**SELECTION**
When heavy rains pounded the area July 10, water surged through an underground root cavity onto a delicately preserved portion of the site.


The Meadowcroft Rockshelter is famous for the discoveries made at the site in the 1970s that changed the way historians thought about the peopling of the Americas. At 16,000 years old, the site is recognized the world over as containing the most ancient evidence of human life in North America. Artifacts unearthed there established Native Americans on the continent about 6,000 years earlier than previously believed.


Mercyhurst provost Dr. James Adovasio was lead archaeologist when it was first excavated in 1973 and currently oversees the historic site. He said groundwater eroded part of the east-facing wall where artifacts from between 3,000 and 10,000 years ago were buried. “A lot of things were happening in Pennsylvania and the Upper Ohio Valley during that time,” Adovasio said. “This gives us an opportunity to re-excavate the damaged areas with great precision.”


Most of the site – about two-thirds – was excavated in that landmark dig 40 years ago. But a small portion was left behind in order to give researchers a chance to dig in the future as technology improved.


Last month’s downpour affected virgin ground at the site. A few inches of dirt was washed away from the earthen wall, taking with it any artifacts therein. A few inches may not seem that devastating, but to such a heavily stratified site, the damage was not insignificant.


“Imagine it this way,” Adovasio said. “If you had a cake in front of you that had 17 or 18 layers of icing and cake, then icing and cake, and then water effectively smeared the front of the cake so that you couldn’t see the layers any more.”


Crews were at the site earlier this week attempting to return the precisely angled walls to their original layout. Mercyhurst University covers the cost for excavation at the site, while the Heinz History Center funds the rockshelter.


While the damage caused by the flood was unfortunate, there were some positives. For instance, any visitors to the site through at least the end of next week will get the opportunity to see a real-life excavation in progress. It also gave archaeologists involved a chance to pore over new artifacts using the most advanced technology possible. “The new information will be much better appreciated,” Adovasio said. “It will make alive brief, short-term moments in this site’s history.”

**REQUESTS**
a) In the Meadowcroft Rockshelter article, which year saw the site's first excavation?
b) Transcribe the Meadowcroft Rockshelter article from "Mercyhurst provost Dr." to "as technology improved.".

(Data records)
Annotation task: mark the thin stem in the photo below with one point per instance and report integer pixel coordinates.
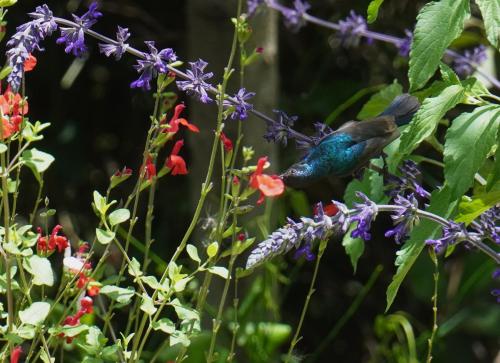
(295, 340)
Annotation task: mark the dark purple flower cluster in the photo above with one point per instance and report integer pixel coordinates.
(240, 104)
(467, 63)
(74, 37)
(26, 40)
(196, 84)
(153, 63)
(407, 183)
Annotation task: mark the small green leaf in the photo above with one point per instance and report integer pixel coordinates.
(468, 142)
(119, 216)
(490, 10)
(35, 314)
(193, 253)
(438, 24)
(219, 271)
(373, 9)
(104, 236)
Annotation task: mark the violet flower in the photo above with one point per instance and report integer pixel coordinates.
(117, 50)
(197, 85)
(366, 213)
(466, 64)
(74, 38)
(241, 106)
(154, 62)
(404, 219)
(26, 40)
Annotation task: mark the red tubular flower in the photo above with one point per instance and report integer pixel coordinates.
(269, 185)
(226, 141)
(16, 353)
(175, 162)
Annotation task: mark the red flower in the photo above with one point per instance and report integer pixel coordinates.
(30, 63)
(269, 185)
(226, 141)
(16, 354)
(150, 168)
(175, 162)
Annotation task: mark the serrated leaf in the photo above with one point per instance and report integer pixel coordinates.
(372, 11)
(380, 100)
(193, 253)
(41, 270)
(427, 118)
(104, 236)
(440, 204)
(35, 314)
(119, 216)
(490, 10)
(468, 142)
(438, 24)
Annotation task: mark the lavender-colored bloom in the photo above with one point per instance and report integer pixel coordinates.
(405, 184)
(466, 64)
(26, 40)
(74, 38)
(366, 213)
(352, 28)
(405, 45)
(197, 85)
(404, 219)
(241, 106)
(279, 130)
(117, 50)
(294, 18)
(153, 63)
(279, 242)
(452, 234)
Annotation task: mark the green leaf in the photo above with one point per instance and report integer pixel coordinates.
(490, 9)
(193, 253)
(35, 314)
(41, 270)
(372, 11)
(427, 118)
(440, 204)
(119, 216)
(219, 271)
(380, 100)
(104, 236)
(468, 142)
(119, 294)
(438, 24)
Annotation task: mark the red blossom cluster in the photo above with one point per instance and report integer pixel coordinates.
(48, 244)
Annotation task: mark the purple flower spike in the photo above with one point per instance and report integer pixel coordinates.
(116, 50)
(366, 214)
(294, 18)
(466, 64)
(197, 85)
(404, 219)
(26, 40)
(352, 28)
(452, 234)
(74, 38)
(155, 62)
(241, 106)
(405, 45)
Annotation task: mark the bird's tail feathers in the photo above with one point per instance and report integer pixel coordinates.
(403, 108)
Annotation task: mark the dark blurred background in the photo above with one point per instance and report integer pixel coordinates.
(99, 126)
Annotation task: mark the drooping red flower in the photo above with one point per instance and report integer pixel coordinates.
(175, 162)
(226, 142)
(15, 354)
(269, 185)
(30, 63)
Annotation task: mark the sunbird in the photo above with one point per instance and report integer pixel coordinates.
(352, 145)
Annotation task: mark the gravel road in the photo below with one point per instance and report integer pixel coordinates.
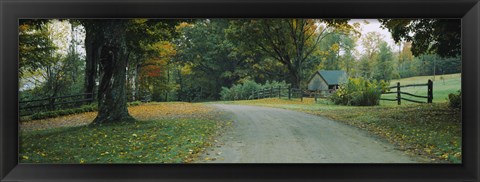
(270, 135)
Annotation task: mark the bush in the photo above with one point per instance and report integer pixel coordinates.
(359, 92)
(244, 91)
(455, 100)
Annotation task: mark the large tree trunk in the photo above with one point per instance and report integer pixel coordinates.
(112, 105)
(92, 49)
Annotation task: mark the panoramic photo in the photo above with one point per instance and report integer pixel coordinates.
(122, 91)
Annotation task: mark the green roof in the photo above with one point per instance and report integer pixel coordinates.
(333, 77)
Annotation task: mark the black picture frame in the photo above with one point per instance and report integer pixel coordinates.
(11, 11)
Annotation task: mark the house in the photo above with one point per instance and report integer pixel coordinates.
(327, 80)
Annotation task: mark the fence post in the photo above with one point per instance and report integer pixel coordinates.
(430, 91)
(279, 94)
(289, 92)
(399, 101)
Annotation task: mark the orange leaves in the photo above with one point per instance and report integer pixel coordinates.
(168, 110)
(149, 111)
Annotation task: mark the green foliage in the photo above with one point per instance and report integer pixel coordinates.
(34, 46)
(244, 91)
(455, 100)
(440, 36)
(383, 69)
(359, 92)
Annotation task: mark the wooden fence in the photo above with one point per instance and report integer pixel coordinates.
(277, 92)
(399, 93)
(52, 103)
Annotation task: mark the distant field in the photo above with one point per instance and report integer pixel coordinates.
(442, 86)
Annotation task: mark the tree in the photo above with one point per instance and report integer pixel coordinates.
(289, 41)
(213, 59)
(370, 42)
(439, 36)
(112, 105)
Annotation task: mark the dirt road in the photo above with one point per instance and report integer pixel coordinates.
(270, 135)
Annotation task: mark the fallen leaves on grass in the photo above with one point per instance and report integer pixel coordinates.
(150, 111)
(429, 130)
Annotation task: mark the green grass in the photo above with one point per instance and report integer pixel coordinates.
(163, 140)
(441, 88)
(430, 131)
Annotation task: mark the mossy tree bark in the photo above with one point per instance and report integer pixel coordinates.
(92, 48)
(112, 105)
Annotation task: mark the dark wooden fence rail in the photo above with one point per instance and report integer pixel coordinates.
(52, 103)
(399, 93)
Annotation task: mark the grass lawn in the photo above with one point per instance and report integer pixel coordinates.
(164, 133)
(430, 131)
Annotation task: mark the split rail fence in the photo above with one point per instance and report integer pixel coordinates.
(399, 93)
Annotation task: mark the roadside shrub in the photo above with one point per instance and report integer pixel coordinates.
(134, 103)
(244, 91)
(84, 108)
(359, 92)
(455, 100)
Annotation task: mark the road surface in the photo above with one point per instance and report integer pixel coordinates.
(271, 135)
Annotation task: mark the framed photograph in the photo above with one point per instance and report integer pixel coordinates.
(239, 90)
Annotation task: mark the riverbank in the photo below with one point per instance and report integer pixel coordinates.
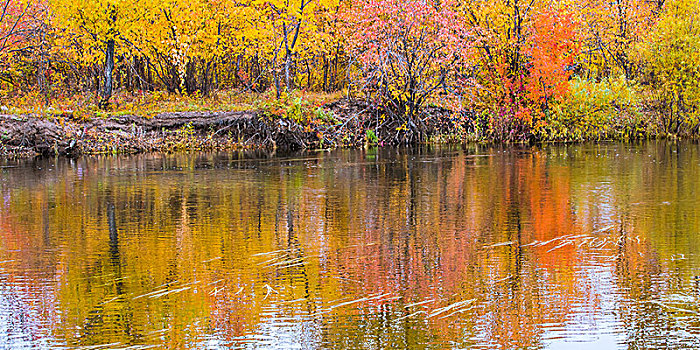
(231, 120)
(340, 123)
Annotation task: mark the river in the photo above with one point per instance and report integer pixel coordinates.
(479, 247)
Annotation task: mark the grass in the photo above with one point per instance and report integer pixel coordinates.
(150, 103)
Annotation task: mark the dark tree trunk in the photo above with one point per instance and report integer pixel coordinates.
(109, 71)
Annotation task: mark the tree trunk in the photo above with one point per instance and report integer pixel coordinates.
(109, 70)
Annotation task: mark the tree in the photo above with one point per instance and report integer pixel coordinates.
(407, 52)
(98, 27)
(670, 61)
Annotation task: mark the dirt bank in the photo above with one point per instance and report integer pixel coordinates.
(27, 135)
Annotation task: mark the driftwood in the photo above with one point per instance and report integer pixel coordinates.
(24, 135)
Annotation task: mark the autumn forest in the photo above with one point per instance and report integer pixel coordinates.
(497, 70)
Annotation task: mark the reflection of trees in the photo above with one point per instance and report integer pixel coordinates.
(253, 244)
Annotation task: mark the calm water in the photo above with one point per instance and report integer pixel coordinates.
(555, 247)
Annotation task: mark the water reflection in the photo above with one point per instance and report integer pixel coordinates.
(477, 247)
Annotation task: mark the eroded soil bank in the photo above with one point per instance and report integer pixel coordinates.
(66, 135)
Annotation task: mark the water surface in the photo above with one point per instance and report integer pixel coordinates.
(553, 247)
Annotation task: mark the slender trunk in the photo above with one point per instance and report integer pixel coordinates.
(109, 70)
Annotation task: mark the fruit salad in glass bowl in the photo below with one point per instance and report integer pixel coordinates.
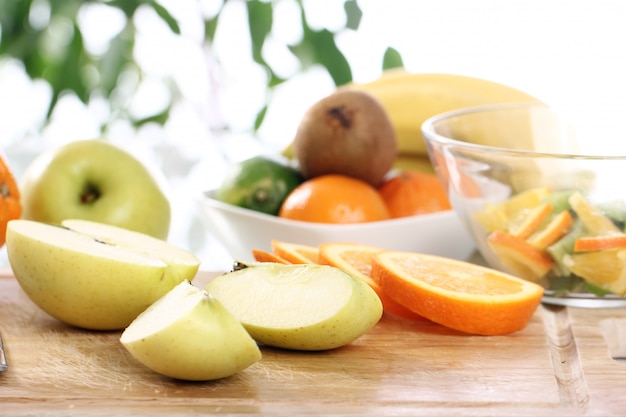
(539, 195)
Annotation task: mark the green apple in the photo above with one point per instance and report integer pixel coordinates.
(300, 307)
(189, 335)
(95, 180)
(92, 275)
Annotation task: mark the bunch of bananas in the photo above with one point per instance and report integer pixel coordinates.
(411, 98)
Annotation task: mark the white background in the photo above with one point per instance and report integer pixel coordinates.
(563, 52)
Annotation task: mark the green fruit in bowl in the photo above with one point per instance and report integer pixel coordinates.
(95, 180)
(259, 183)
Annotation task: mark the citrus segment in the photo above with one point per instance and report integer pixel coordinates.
(595, 243)
(529, 220)
(456, 294)
(356, 260)
(295, 253)
(558, 227)
(10, 204)
(497, 216)
(520, 257)
(334, 199)
(264, 256)
(595, 222)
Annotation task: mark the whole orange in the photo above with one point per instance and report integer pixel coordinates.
(334, 198)
(10, 206)
(410, 193)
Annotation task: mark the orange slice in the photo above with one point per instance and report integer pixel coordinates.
(606, 268)
(595, 243)
(520, 257)
(497, 216)
(460, 295)
(263, 256)
(595, 221)
(558, 227)
(356, 260)
(295, 253)
(529, 220)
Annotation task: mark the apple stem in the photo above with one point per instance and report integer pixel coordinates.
(90, 194)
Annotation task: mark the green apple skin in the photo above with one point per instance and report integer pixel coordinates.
(95, 180)
(100, 280)
(189, 335)
(298, 307)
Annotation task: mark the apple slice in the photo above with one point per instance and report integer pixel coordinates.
(299, 306)
(189, 335)
(92, 275)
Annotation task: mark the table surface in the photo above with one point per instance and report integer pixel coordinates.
(560, 364)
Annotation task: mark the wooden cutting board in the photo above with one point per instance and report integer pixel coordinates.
(559, 364)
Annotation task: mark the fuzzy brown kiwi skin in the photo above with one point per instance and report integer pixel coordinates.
(349, 133)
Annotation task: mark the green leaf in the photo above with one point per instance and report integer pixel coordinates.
(258, 121)
(328, 54)
(392, 59)
(260, 17)
(166, 16)
(115, 59)
(159, 118)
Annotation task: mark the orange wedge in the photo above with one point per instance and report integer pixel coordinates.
(595, 221)
(295, 253)
(529, 220)
(356, 260)
(595, 243)
(558, 227)
(456, 294)
(263, 256)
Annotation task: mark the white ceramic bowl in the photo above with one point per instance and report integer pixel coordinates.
(241, 230)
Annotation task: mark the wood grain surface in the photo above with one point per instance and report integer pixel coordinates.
(560, 364)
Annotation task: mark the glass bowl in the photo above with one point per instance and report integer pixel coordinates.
(511, 169)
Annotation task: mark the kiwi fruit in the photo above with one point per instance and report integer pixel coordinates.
(347, 133)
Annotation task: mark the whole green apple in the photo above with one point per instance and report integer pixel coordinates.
(189, 335)
(95, 180)
(299, 306)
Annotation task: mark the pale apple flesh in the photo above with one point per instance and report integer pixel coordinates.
(97, 276)
(95, 180)
(189, 335)
(300, 307)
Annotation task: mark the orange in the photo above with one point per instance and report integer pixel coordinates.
(466, 297)
(334, 199)
(356, 260)
(295, 253)
(410, 193)
(520, 257)
(10, 206)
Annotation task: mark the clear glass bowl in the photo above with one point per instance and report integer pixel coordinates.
(487, 155)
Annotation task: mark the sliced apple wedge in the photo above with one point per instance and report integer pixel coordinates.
(189, 335)
(300, 306)
(92, 275)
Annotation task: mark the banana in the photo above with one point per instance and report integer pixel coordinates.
(411, 98)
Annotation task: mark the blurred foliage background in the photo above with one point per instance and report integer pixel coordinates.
(49, 38)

**SOLUTIONS**
a) 1973

b)
Mercyhurst provost Dr. James Adovasio was lead archaeologist when it was first excavated in 1973 and currently oversees the historic site. He said groundwater eroded part of the east-facing wall where artifacts from between 3,000 and 10,000 years ago were buried. “A lot of things were happening in Pennsylvania and the Upper Ohio Valley during that time,” Adovasio said. “This gives us an opportunity to re-excavate the damaged areas with great precision.”


Most of the site – about two-thirds – was excavated in that landmark dig 40 years ago. But a small portion was left behind in order to give researchers a chance to dig in the future as technology improved.